Dataset entries:

============

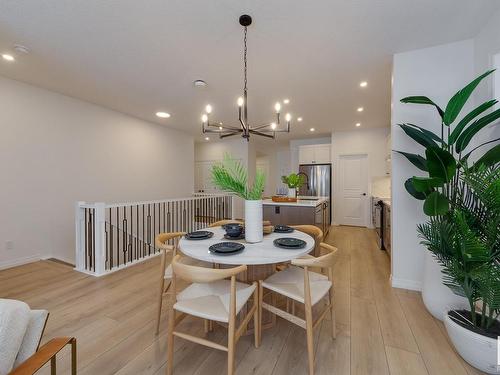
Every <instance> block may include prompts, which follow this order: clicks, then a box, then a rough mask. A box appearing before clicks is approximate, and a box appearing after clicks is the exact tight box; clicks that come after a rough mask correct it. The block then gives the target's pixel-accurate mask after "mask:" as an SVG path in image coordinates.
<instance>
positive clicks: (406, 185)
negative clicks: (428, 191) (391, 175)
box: [405, 178, 427, 201]
mask: <svg viewBox="0 0 500 375" xmlns="http://www.w3.org/2000/svg"><path fill="white" fill-rule="evenodd" d="M405 189H406V191H407V192H408V193H409V194H410V195H411V196H412V197H413V198H416V199H418V200H420V201H423V200H424V199H425V198H426V197H427V195H426V194H425V193H422V192H420V191H416V190H415V187H414V186H413V182H412V179H411V178H409V179H408V180H406V181H405Z"/></svg>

============

> YOUR OBJECTIVE
Exclude every picture, then reproduce the remaining data character for character.

> ANSWER FOR THIS EXERCISE
Every <instance> block may include prompts, which follow this order: clicks, then a box, then a rough mask. A box appearing before clicks is approximate, and a box appearing after clicks is the exact tight box; clicks that come after a rough mask correct it. The block then gives the target's pixel-accurate mask after "mask:" as an SVG path in image coordinates.
<instance>
positive clicks: (406, 185)
negative clicks: (428, 191) (391, 175)
box: [405, 178, 427, 201]
mask: <svg viewBox="0 0 500 375" xmlns="http://www.w3.org/2000/svg"><path fill="white" fill-rule="evenodd" d="M405 189H406V191H407V192H408V193H409V194H410V195H411V196H412V197H413V198H416V199H418V200H420V201H423V200H424V199H425V198H426V197H427V195H426V194H425V193H422V192H420V191H416V190H415V187H414V186H413V182H412V179H411V178H409V179H408V180H406V181H405Z"/></svg>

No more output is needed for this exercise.